> **Exercise brief**: Restate word for word the lines in the listing below, starting at the line containing "Target: green tree" and ending at the line containing "Target: wispy cloud", both included; leave out the rest.

> **Records provided**:
☆ ☆ ☆ ☆

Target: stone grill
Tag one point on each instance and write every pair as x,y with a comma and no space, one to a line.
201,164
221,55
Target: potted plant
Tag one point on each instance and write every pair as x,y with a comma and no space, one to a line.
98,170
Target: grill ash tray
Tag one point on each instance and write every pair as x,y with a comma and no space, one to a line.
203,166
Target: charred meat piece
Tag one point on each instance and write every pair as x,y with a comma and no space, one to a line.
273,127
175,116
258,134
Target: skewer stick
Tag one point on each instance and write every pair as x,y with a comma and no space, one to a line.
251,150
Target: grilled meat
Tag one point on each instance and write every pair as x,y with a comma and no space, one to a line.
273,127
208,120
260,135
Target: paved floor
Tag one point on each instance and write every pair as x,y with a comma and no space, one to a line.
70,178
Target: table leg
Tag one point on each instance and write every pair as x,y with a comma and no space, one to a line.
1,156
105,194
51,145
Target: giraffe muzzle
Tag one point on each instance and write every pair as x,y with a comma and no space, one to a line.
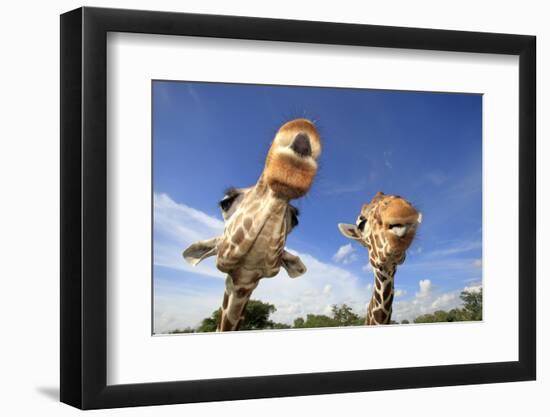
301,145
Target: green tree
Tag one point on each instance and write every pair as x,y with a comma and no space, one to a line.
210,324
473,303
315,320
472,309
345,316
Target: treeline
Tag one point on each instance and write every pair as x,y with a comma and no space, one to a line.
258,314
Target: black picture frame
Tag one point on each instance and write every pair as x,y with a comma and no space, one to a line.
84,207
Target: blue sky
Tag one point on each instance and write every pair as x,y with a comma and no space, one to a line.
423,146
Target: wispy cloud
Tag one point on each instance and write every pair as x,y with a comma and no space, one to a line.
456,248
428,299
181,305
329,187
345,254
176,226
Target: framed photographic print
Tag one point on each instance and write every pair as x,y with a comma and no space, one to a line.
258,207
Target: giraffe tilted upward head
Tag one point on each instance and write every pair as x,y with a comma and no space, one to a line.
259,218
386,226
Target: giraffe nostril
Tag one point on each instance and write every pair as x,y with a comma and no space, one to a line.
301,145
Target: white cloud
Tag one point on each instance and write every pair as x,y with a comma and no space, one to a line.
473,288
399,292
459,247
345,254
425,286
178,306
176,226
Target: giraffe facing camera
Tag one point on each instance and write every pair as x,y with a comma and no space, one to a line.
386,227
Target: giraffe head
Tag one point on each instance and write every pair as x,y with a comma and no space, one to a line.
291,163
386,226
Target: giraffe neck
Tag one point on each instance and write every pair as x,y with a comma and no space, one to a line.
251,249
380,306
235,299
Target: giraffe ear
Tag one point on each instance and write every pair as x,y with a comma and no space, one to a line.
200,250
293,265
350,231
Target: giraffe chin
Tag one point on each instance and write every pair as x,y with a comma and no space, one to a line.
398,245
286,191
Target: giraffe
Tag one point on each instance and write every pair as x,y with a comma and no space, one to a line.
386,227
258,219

☆ ☆ ☆ ☆

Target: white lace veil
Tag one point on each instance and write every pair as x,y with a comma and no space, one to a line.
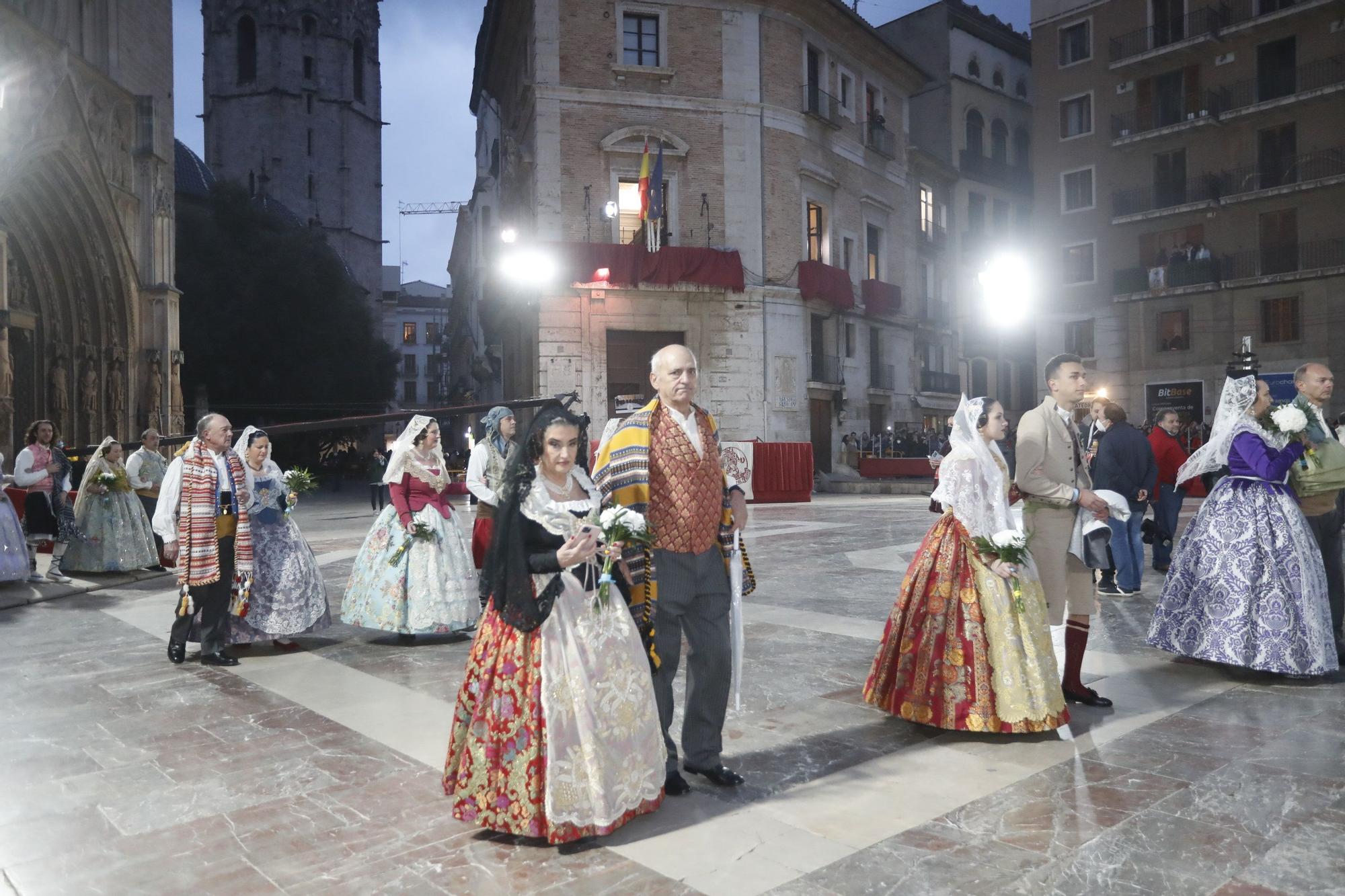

☆ ☆ ☆ ☆

> **Answer to this problem**:
Target: green tree
Tag one point on each instance and write every pair as x,y with a comma and no space, one to a line.
210,324
473,303
315,320
472,309
345,316
Target: treeline
Tag one point on each instance and write every pair as x,y with a comma and no space, one to a line.
258,314
Target: black picture frame
Tag one point on each instance and write every pair as x,y with a comma and no space, one to a line.
84,207
Target: blue sky
Tag one point on each instance and write every pair as x,y with a comma and no space, one to a line.
423,146
Target: wispy cloud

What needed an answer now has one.